» What the exercise asks: Could you repeat the records below exactly, without the pictures?

--- START ---

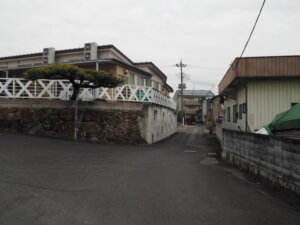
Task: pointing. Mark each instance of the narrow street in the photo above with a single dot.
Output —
(177, 181)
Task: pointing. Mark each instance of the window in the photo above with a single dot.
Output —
(244, 107)
(131, 78)
(148, 83)
(241, 111)
(124, 78)
(155, 84)
(140, 81)
(228, 113)
(235, 113)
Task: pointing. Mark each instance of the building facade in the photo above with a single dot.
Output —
(192, 104)
(92, 56)
(255, 89)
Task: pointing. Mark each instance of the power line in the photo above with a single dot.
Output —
(250, 33)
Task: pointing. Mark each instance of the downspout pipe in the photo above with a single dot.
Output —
(246, 101)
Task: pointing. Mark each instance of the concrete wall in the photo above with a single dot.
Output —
(238, 98)
(276, 159)
(99, 121)
(159, 123)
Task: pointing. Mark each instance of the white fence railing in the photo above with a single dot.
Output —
(62, 89)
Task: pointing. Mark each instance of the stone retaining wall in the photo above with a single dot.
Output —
(98, 121)
(276, 159)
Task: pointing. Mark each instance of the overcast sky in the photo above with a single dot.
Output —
(206, 34)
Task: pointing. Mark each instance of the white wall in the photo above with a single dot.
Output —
(159, 123)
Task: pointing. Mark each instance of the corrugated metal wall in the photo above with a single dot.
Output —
(268, 97)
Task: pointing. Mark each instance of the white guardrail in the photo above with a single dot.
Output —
(62, 89)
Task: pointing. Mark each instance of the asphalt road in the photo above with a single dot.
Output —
(50, 181)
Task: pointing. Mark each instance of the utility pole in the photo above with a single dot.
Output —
(181, 65)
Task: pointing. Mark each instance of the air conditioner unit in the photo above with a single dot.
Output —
(48, 56)
(90, 51)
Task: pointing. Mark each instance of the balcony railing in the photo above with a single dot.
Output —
(62, 89)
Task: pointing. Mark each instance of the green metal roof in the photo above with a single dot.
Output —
(287, 120)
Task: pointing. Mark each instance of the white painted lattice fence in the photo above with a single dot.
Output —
(62, 89)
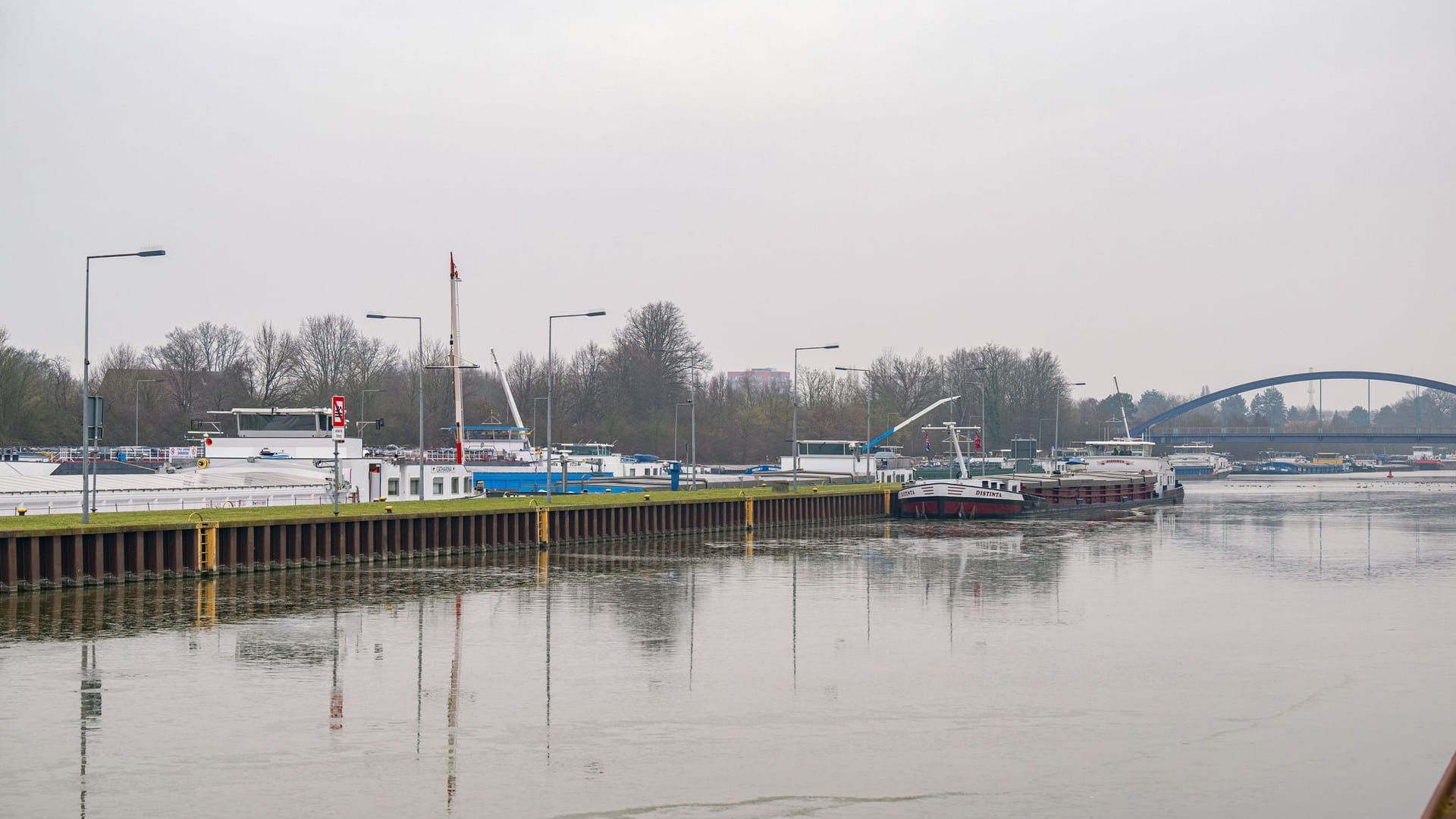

--- END ---

» Result:
Task: pointing. Mark each instance of the narrow street in the photo above with a single dot.
Output —
(177, 181)
Task: pointing. Mark each instance of the window in the photo above with a single dot.
Output —
(244, 107)
(131, 78)
(148, 83)
(241, 111)
(124, 78)
(155, 84)
(140, 81)
(228, 113)
(235, 113)
Task: pointing. Mark each instance of the building facade in the photo above with a single dot.
Output —
(192, 104)
(92, 56)
(255, 89)
Task: pointing. Mark each instance of the power line in the photo above with a single dot.
Output —
(250, 33)
Task: pointing. Mark each instance of the downspout pipe in the photo above with a single dot.
Output —
(246, 101)
Task: pointing. Mark each instance of the concrete wall in the photo above with a single dot.
Output —
(238, 98)
(276, 159)
(99, 121)
(159, 123)
Task: pointing. Mark each instance of the white fence railing in the photo above with a single dot.
Output —
(62, 89)
Task: pointing. Mark each instance of the stone retaining wall in the photo above with a single dot.
Output —
(98, 121)
(276, 159)
Task: pointing. Mark each instance of the overcast sky in the photo above with a single dot.
Output —
(206, 34)
Task: pointing. Mark each instance of the white wall in the photo above with a single dot.
Output —
(159, 123)
Task: pointing. Mark each instance of the corrugated metal wall in the photo above with a single dot.
Output —
(268, 97)
Task: pointing. Mark each instance of the white guardrail in the photo above with a single dot.
Output —
(62, 89)
Task: pointing. Mark each instance of the asphalt road in the photo above with a single dot.
Output —
(50, 181)
Task: pointing. Mark each instance of the utility pole in the photo above with a single dot.
Output —
(181, 65)
Task: pointing. Mark each instance of the air conditioner unit in the photo above with a single dot.
Output —
(48, 56)
(90, 51)
Task: pointing. Mark each instance of the balcony railing in the photo above with a single dot.
Output —
(62, 89)
Task: pointing. Mark each instance of the green metal roof in the photo above with a single dot.
Output —
(287, 120)
Task: pointing. Mark each instance of the white painted lattice fence in the photo above with a single dot.
Output —
(62, 89)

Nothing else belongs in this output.